#### [EXERCISE INSTRUCTIONS]
Copy every one of the following rows word for word, leaving out the pictures.

#### [DATA FOR THIS TASK]
——————
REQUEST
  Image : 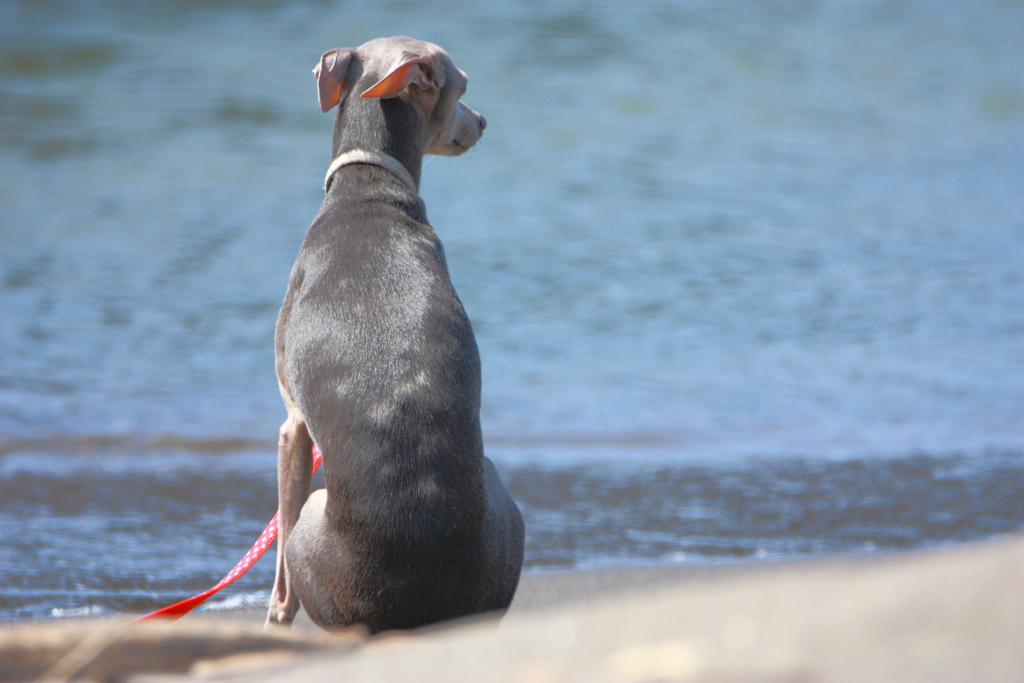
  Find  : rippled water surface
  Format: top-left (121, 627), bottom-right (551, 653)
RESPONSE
top-left (0, 0), bottom-right (1024, 618)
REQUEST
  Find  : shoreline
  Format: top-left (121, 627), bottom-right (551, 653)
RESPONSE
top-left (0, 533), bottom-right (1024, 683)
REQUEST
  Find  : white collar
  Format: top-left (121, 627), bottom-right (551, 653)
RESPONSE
top-left (324, 150), bottom-right (420, 195)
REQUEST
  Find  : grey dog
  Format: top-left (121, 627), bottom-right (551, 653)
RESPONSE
top-left (267, 38), bottom-right (523, 632)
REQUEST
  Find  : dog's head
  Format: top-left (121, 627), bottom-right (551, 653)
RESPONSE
top-left (313, 37), bottom-right (487, 157)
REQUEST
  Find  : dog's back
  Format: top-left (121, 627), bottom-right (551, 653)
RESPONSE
top-left (268, 39), bottom-right (523, 631)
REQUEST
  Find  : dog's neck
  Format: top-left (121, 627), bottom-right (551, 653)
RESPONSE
top-left (325, 96), bottom-right (426, 194)
top-left (324, 150), bottom-right (420, 195)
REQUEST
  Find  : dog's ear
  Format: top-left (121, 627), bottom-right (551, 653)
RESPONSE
——————
#### [SOLUTION TO THIS EXERCISE]
REQUEST
  Image : 
  Find  : rippled water surface
  Format: top-left (121, 627), bottom-right (551, 653)
RESPONSE
top-left (0, 0), bottom-right (1024, 618)
REQUEST
  Find  : shoreline
  Format: top-left (121, 627), bottom-right (551, 653)
RESPONSE
top-left (0, 533), bottom-right (1024, 683)
REQUEST
  Find  : white collar
  Format: top-left (121, 627), bottom-right (551, 653)
RESPONSE
top-left (324, 150), bottom-right (420, 195)
REQUEST
  Find  : grey dog
  Format: top-left (121, 627), bottom-right (551, 653)
RESPONSE
top-left (267, 38), bottom-right (523, 632)
REQUEST
  Find  : dog's head
  Format: top-left (121, 627), bottom-right (551, 653)
RESPONSE
top-left (313, 37), bottom-right (487, 157)
REQUEST
  Find  : dog's back
  Format: top-left (121, 627), bottom-right (551, 653)
RESPONSE
top-left (268, 39), bottom-right (523, 631)
REQUEST
  Find  : dog's neck
  Format: top-left (121, 627), bottom-right (551, 653)
RESPONSE
top-left (325, 96), bottom-right (426, 194)
top-left (324, 150), bottom-right (420, 195)
REQUEST
  Find  : dog's ear
  Format: top-left (121, 627), bottom-right (551, 653)
RESPONSE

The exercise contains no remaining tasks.